(Items from a data source)
****
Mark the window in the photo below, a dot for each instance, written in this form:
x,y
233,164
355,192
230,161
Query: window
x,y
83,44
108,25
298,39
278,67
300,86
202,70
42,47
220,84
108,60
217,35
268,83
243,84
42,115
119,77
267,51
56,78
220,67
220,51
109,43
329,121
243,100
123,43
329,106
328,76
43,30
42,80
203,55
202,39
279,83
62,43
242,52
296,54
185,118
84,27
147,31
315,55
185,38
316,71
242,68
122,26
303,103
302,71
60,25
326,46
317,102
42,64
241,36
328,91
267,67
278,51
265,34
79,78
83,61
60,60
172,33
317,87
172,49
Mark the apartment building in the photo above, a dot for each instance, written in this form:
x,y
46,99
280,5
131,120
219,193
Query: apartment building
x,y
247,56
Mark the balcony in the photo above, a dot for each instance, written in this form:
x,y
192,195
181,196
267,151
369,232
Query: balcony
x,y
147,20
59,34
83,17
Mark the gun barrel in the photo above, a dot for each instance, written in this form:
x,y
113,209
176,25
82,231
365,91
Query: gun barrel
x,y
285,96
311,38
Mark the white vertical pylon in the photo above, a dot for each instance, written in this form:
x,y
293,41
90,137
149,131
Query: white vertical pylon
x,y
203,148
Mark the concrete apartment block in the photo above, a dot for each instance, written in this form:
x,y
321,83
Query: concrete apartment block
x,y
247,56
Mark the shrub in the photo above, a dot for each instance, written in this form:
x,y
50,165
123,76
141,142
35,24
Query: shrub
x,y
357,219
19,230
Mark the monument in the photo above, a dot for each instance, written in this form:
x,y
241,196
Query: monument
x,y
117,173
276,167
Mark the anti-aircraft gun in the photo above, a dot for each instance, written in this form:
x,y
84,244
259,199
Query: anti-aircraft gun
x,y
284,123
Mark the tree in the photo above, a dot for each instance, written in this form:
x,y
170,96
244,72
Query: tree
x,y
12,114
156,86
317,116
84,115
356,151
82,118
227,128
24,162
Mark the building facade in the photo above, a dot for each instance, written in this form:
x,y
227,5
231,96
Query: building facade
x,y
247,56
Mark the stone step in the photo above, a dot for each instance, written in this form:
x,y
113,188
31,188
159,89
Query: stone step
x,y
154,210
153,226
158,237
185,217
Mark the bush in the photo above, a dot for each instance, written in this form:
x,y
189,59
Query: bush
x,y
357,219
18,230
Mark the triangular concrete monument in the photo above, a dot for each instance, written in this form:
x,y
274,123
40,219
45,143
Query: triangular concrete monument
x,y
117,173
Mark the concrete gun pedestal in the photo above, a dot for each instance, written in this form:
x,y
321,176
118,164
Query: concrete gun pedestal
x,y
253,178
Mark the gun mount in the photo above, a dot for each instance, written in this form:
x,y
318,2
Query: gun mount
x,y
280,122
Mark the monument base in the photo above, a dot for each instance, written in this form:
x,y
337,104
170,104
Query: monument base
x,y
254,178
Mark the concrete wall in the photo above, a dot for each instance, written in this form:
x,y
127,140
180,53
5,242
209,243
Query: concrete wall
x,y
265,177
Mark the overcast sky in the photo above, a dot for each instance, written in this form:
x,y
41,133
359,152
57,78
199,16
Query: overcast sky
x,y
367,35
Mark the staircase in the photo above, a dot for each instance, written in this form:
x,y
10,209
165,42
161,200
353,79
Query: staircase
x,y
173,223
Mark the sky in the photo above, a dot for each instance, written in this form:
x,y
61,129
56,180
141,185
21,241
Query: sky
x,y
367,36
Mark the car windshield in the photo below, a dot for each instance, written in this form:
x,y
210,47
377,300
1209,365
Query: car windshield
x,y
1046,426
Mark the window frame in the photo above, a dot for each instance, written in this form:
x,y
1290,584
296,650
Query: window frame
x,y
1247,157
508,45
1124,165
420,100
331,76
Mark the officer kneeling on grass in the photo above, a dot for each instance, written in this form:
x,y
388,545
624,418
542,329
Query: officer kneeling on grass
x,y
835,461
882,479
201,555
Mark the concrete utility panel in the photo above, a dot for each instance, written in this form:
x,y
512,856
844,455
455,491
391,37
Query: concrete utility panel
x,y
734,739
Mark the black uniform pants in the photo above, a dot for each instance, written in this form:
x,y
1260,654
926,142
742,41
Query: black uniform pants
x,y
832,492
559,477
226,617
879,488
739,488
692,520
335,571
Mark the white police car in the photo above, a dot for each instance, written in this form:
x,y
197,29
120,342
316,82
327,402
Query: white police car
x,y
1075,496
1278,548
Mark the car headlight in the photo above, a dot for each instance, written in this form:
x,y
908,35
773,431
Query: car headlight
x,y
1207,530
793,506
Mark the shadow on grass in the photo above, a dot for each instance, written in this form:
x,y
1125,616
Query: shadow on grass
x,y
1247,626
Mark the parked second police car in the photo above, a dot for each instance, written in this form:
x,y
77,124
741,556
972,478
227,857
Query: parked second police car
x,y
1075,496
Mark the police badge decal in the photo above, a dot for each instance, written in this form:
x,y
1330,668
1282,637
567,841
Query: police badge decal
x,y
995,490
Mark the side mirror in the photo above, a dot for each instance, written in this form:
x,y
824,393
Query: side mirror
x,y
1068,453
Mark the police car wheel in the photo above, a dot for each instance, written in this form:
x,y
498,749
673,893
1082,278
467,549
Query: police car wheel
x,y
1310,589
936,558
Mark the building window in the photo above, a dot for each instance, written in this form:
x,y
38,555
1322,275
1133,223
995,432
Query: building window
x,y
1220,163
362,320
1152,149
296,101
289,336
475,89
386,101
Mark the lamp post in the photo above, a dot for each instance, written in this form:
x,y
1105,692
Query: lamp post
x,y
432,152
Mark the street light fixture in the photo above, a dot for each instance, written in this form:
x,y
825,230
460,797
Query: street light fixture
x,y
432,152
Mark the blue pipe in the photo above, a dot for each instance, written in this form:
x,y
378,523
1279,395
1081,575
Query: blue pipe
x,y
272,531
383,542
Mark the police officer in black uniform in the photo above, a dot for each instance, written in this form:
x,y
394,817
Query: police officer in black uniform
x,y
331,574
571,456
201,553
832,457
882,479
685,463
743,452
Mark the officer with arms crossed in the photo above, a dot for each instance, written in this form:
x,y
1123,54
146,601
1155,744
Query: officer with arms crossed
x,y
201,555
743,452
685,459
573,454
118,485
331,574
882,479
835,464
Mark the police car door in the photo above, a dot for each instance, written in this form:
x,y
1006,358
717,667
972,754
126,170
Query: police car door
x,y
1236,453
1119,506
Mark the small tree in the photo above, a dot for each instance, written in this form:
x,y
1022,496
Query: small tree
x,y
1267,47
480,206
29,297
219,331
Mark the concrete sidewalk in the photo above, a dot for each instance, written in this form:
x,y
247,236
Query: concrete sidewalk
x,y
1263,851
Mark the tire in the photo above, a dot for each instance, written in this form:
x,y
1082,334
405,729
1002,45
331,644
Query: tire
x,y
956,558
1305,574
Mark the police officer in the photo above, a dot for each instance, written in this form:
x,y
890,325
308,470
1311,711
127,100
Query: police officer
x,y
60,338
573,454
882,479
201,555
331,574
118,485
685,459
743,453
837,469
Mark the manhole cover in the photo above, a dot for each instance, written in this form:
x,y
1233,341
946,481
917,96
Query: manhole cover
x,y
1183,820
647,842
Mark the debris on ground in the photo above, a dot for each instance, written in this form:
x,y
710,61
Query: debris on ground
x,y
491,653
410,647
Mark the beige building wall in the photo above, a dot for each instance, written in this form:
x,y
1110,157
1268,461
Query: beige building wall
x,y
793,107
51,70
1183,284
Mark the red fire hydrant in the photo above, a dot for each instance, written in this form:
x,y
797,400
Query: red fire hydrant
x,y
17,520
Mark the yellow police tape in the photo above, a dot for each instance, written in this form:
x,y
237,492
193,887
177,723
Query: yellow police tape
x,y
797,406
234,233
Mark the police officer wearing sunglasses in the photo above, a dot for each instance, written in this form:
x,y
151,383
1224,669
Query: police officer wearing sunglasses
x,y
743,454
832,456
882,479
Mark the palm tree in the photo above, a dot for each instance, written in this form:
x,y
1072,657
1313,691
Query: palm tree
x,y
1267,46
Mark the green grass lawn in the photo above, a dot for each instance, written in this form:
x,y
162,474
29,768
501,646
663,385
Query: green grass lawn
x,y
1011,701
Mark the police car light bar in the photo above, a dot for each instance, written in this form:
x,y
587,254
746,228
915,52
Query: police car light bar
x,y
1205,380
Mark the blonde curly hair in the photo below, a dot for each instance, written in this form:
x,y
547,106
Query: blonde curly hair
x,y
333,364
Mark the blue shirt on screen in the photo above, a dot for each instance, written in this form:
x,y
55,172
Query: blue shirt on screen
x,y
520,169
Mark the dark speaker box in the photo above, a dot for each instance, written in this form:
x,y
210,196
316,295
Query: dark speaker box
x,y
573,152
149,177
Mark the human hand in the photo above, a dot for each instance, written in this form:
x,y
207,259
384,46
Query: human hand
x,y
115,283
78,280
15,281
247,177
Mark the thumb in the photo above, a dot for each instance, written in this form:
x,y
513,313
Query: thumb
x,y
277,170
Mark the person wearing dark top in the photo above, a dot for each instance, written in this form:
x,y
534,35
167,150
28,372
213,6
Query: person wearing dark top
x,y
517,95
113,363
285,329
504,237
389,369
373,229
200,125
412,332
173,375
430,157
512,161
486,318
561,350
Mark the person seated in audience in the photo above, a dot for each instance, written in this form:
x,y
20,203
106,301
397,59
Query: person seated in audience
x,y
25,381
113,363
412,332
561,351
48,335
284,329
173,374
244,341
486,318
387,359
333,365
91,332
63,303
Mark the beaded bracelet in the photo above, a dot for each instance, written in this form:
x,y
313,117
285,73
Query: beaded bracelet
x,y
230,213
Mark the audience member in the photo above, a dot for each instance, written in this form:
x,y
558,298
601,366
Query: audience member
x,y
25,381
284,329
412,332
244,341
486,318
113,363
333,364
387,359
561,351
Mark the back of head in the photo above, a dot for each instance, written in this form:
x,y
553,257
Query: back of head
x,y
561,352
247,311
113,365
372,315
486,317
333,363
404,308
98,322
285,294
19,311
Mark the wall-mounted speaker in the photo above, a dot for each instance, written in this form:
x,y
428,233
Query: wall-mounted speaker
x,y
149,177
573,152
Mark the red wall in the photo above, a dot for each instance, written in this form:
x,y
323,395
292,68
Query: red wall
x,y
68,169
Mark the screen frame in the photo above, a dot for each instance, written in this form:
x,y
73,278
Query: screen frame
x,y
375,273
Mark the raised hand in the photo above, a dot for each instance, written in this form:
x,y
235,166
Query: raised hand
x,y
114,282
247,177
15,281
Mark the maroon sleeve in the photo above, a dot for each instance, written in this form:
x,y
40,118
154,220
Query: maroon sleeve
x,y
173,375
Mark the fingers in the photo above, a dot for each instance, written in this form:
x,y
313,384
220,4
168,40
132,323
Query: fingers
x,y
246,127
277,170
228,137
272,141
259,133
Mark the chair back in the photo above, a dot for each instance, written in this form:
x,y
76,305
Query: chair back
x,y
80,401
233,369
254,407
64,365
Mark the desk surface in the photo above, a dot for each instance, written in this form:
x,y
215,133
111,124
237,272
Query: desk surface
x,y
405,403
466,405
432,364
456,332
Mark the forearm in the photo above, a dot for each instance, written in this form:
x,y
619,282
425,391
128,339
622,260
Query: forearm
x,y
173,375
****
* [What the task requires] The lines to copy are those in the records above containing the word "below".

* [Written response]
Mark the window in the photo below, a dot for each instance, written in this form:
Mark the car windshield in the photo below, a dot for each instance, written in this form:
Mark the blonde curly hair in the photo below, a dot for each instance, written in this form:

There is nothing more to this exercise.